• _Task to complete_
Each line below should be repeated exactly, but no picture should be carried over.

##### Information shown #####

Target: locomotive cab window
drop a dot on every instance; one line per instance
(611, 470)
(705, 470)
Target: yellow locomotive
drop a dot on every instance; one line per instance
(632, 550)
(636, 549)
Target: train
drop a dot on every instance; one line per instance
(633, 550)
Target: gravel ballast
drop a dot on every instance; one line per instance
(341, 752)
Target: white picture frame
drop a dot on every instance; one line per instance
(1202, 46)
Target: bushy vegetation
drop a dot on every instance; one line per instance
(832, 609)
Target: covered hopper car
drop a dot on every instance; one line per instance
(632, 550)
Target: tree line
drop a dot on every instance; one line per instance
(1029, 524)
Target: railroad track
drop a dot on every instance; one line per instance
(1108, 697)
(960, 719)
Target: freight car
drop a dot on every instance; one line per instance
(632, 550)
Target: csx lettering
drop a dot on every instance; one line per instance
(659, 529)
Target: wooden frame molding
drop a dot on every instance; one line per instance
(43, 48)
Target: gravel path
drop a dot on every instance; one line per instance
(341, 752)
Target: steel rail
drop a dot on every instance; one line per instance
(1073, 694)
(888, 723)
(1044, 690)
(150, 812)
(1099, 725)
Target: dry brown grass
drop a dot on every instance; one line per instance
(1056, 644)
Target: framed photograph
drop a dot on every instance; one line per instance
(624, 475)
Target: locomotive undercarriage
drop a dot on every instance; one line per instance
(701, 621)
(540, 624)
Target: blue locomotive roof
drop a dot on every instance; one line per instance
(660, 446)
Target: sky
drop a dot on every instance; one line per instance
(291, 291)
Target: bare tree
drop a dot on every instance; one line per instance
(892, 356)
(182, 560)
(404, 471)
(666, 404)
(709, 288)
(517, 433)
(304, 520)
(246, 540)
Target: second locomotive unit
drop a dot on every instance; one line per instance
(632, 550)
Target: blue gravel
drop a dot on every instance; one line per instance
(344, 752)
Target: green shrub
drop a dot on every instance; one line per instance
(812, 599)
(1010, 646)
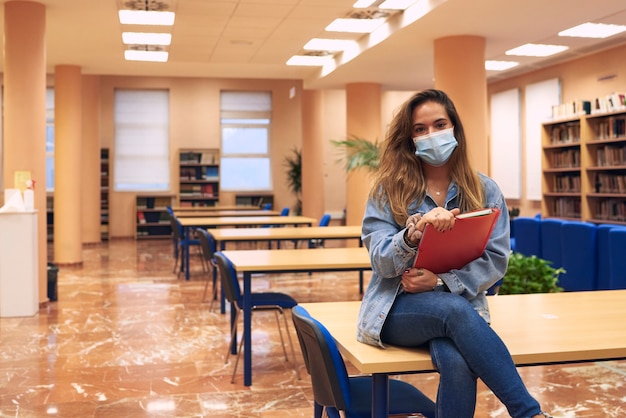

#####

• _Output of the exercise_
Target: locomotive cab window
drop a dot on every instance; one line per instance
(611, 470)
(705, 470)
Target: yellow locomotive
drop a dot on every instance; one line per instance
(632, 550)
(636, 549)
Target: train
drop a dot on every instance; one line per instance
(633, 550)
Target: gravel ballast
drop a dot on every instance; one line per instance
(341, 752)
Target: white picture frame
drop a dot on every instance; one line per instance
(1202, 46)
Target: bushy vegetation
drop a dot on every instance; one line per instance
(832, 609)
Target: covered hopper car
drop a dot on every instance; one line per instance
(632, 550)
Target: tree line
drop a dot on every instance; one line per instance
(1029, 524)
Target: railroad track
drop a dot on every instance; one line per instance
(1108, 697)
(960, 719)
Target: freight car
drop a dot on every instance; one line per instance
(632, 550)
Target: csx lettering
drop a dot on every instance; one line per instance
(659, 529)
Target: wooden frame molding
drop a dot on every instance; one line per instance
(43, 48)
Target: gravel path
drop a dot on every instance; one line per instance
(341, 752)
Target: steel rail
drop a dot on every instance; one line per instance
(1073, 694)
(888, 723)
(1044, 690)
(150, 812)
(1099, 725)
Target: dry brown grass
drop a dot on every instance; one line per instance
(1056, 644)
Target: framed photograph
drop a dot on every instance; one line per instance
(624, 475)
Target: locomotive undercarriage
drop a dot on every instance; one line per instance
(701, 621)
(540, 624)
Target: blue locomotive roof
drop a dot on every instance; one line per instance
(660, 446)
Target: sky
drop a dot on every instance; one line per instance
(291, 291)
Target: bare tree
drop a dot on every instance; one line per instance
(892, 356)
(182, 560)
(404, 471)
(666, 404)
(709, 288)
(517, 433)
(304, 520)
(246, 540)
Target: second locomotive unit
drop a dot on every instance; one line per instance
(632, 550)
Target: blue gravel
drop a dot on every instance; one line per instance
(344, 752)
Target: green shrub
drop a dot on every instance; one line per instance
(812, 599)
(1010, 646)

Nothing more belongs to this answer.